**Task item:**
Output each line from the one that contains "Target: path through flower field" to the final line of the data below, exactly, and include nothing else.

Saved entries
[Start of section]
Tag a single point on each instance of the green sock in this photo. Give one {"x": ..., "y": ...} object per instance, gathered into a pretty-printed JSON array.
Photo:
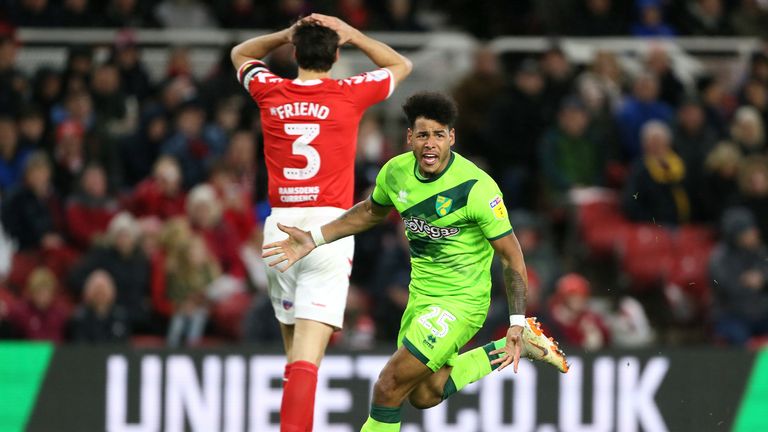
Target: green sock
[
  {"x": 471, "y": 366},
  {"x": 382, "y": 419}
]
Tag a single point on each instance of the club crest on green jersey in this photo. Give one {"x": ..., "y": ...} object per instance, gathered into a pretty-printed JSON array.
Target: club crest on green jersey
[{"x": 443, "y": 205}]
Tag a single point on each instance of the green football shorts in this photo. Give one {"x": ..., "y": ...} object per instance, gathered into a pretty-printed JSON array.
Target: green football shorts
[{"x": 435, "y": 329}]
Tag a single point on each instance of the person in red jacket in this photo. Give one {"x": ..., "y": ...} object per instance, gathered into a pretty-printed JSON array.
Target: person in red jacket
[
  {"x": 39, "y": 316},
  {"x": 571, "y": 317},
  {"x": 90, "y": 210},
  {"x": 161, "y": 195}
]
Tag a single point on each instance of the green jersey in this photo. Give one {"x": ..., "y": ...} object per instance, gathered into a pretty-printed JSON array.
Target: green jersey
[{"x": 449, "y": 221}]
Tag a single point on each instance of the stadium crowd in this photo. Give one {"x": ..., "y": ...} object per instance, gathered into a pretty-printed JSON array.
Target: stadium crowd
[{"x": 131, "y": 207}]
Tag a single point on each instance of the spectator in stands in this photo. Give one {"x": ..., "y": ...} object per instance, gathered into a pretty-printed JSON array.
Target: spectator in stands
[
  {"x": 134, "y": 78},
  {"x": 12, "y": 80},
  {"x": 606, "y": 74},
  {"x": 755, "y": 95},
  {"x": 655, "y": 191},
  {"x": 32, "y": 213},
  {"x": 753, "y": 190},
  {"x": 570, "y": 315},
  {"x": 475, "y": 94},
  {"x": 190, "y": 269},
  {"x": 121, "y": 257},
  {"x": 31, "y": 127},
  {"x": 518, "y": 112},
  {"x": 190, "y": 147},
  {"x": 161, "y": 195},
  {"x": 77, "y": 72},
  {"x": 109, "y": 102},
  {"x": 739, "y": 269},
  {"x": 642, "y": 106},
  {"x": 359, "y": 327},
  {"x": 651, "y": 20},
  {"x": 46, "y": 90},
  {"x": 90, "y": 209},
  {"x": 706, "y": 18},
  {"x": 69, "y": 158},
  {"x": 236, "y": 201},
  {"x": 720, "y": 188},
  {"x": 559, "y": 76},
  {"x": 541, "y": 256},
  {"x": 204, "y": 211},
  {"x": 12, "y": 156},
  {"x": 75, "y": 13},
  {"x": 714, "y": 101},
  {"x": 98, "y": 319},
  {"x": 748, "y": 131},
  {"x": 139, "y": 151},
  {"x": 693, "y": 141},
  {"x": 569, "y": 156},
  {"x": 658, "y": 62},
  {"x": 597, "y": 18},
  {"x": 39, "y": 316},
  {"x": 750, "y": 19}
]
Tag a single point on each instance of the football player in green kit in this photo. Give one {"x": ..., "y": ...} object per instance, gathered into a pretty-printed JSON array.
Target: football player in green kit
[{"x": 455, "y": 220}]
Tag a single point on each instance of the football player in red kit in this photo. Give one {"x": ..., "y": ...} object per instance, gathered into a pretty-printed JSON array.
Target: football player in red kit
[{"x": 310, "y": 132}]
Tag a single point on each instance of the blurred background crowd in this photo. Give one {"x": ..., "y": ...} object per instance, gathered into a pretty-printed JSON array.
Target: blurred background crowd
[{"x": 132, "y": 206}]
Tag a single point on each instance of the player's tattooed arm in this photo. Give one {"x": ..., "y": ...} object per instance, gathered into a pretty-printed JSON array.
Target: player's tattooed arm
[
  {"x": 515, "y": 276},
  {"x": 300, "y": 243},
  {"x": 362, "y": 217}
]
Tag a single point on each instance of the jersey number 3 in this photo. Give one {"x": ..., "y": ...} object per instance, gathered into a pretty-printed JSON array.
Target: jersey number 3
[
  {"x": 306, "y": 132},
  {"x": 440, "y": 327}
]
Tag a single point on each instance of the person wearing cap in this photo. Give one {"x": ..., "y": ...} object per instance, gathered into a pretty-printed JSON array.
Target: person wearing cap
[
  {"x": 739, "y": 270},
  {"x": 518, "y": 113},
  {"x": 571, "y": 317},
  {"x": 569, "y": 156}
]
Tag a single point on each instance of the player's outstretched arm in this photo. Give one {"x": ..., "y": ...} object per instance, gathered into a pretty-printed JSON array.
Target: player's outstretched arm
[
  {"x": 300, "y": 243},
  {"x": 258, "y": 47},
  {"x": 381, "y": 54},
  {"x": 516, "y": 283}
]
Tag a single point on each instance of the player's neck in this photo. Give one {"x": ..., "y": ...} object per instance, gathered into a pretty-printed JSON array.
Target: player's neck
[{"x": 306, "y": 75}]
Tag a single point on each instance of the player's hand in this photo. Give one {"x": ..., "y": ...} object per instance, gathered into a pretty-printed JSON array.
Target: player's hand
[
  {"x": 298, "y": 245},
  {"x": 511, "y": 350},
  {"x": 346, "y": 32}
]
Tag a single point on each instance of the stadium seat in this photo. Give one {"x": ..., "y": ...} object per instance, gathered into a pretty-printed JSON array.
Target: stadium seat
[{"x": 647, "y": 255}]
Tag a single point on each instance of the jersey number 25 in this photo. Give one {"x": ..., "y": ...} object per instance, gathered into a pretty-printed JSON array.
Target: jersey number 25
[{"x": 307, "y": 132}]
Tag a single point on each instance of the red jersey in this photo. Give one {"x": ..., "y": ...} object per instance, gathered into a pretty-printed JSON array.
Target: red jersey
[{"x": 310, "y": 132}]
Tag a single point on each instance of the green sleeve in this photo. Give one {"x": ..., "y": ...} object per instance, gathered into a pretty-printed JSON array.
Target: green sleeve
[
  {"x": 380, "y": 194},
  {"x": 486, "y": 207}
]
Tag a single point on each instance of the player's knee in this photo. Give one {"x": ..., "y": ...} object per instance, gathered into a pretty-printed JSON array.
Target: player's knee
[
  {"x": 424, "y": 399},
  {"x": 387, "y": 388}
]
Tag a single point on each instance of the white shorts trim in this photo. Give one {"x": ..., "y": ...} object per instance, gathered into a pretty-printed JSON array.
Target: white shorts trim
[{"x": 315, "y": 288}]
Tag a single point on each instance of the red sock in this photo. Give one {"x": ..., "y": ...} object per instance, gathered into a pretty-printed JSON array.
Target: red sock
[{"x": 298, "y": 405}]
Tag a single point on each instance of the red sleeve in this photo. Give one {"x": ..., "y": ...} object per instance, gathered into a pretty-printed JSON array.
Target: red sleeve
[
  {"x": 369, "y": 88},
  {"x": 159, "y": 299},
  {"x": 256, "y": 78}
]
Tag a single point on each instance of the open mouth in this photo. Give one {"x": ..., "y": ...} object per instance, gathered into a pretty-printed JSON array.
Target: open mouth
[{"x": 430, "y": 159}]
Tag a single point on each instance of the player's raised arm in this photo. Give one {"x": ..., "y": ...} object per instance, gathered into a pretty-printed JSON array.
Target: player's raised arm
[
  {"x": 516, "y": 284},
  {"x": 381, "y": 54},
  {"x": 258, "y": 47},
  {"x": 300, "y": 243}
]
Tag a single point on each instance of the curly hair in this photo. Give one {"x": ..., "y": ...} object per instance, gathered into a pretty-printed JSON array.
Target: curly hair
[
  {"x": 316, "y": 46},
  {"x": 432, "y": 106}
]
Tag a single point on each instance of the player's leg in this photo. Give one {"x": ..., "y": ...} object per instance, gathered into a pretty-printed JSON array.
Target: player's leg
[
  {"x": 402, "y": 373},
  {"x": 321, "y": 292}
]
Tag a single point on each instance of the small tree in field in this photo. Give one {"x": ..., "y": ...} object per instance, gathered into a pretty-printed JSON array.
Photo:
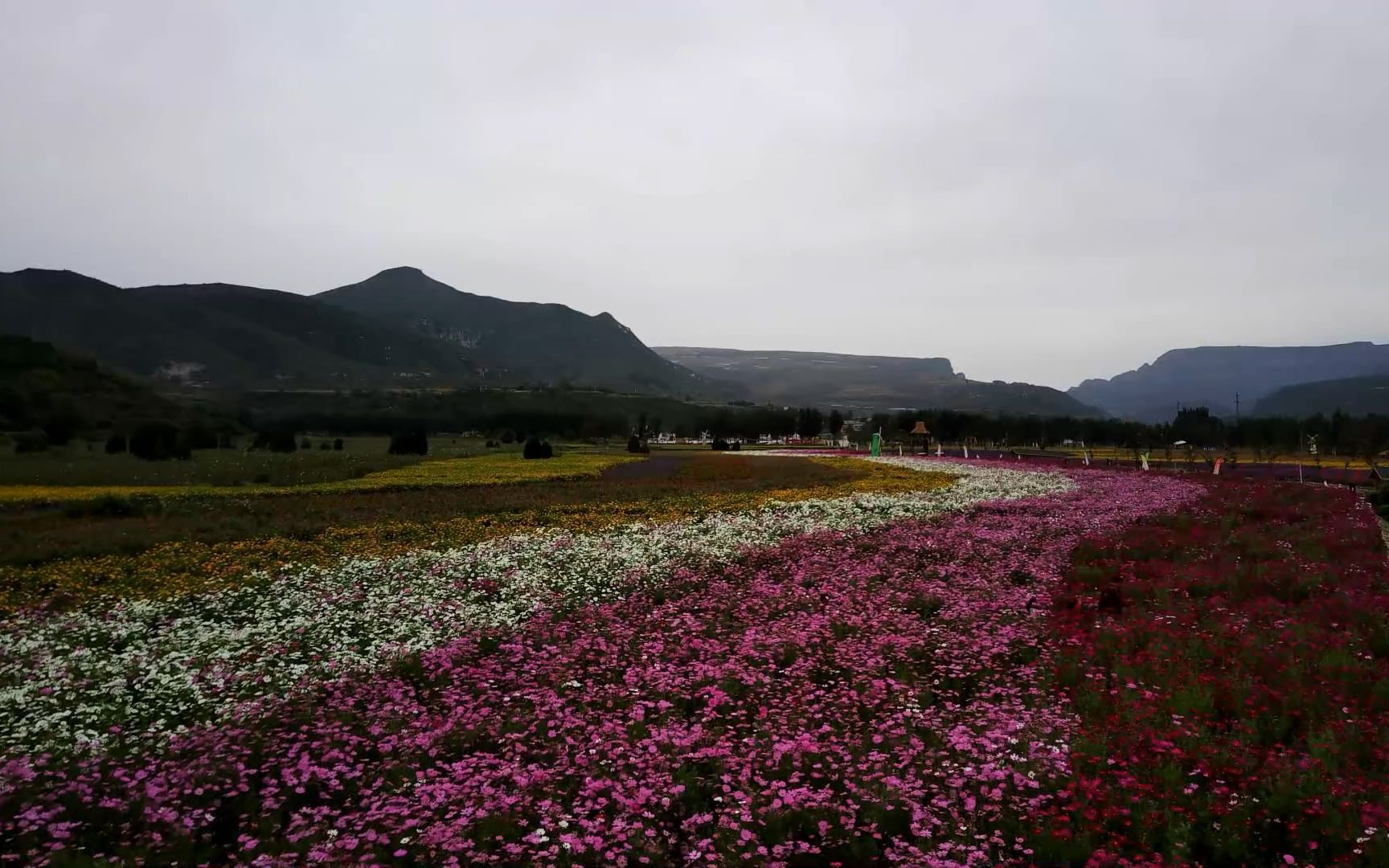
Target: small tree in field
[
  {"x": 535, "y": 448},
  {"x": 413, "y": 442}
]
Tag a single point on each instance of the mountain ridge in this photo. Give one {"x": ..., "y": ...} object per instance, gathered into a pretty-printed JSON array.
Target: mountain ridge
[
  {"x": 868, "y": 383},
  {"x": 1211, "y": 377}
]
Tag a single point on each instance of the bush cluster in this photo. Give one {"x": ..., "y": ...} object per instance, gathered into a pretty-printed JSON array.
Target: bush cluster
[{"x": 535, "y": 448}]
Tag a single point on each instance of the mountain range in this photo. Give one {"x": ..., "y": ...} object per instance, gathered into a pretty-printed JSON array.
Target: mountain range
[
  {"x": 396, "y": 328},
  {"x": 1211, "y": 377},
  {"x": 868, "y": 383},
  {"x": 403, "y": 328}
]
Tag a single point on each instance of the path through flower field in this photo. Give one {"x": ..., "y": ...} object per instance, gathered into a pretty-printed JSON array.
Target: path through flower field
[{"x": 995, "y": 667}]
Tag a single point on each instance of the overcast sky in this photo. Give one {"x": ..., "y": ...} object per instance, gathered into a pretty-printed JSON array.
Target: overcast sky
[{"x": 1039, "y": 192}]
[End of section]
**Your response:**
Target: path through flower field
[{"x": 995, "y": 667}]
Tag a single point on each instance of the overcast sky in this photo. Give one {"x": ..., "y": ...} object per instance, gathered into a pretty-printed JSON array.
Target: overcast sky
[{"x": 1039, "y": 192}]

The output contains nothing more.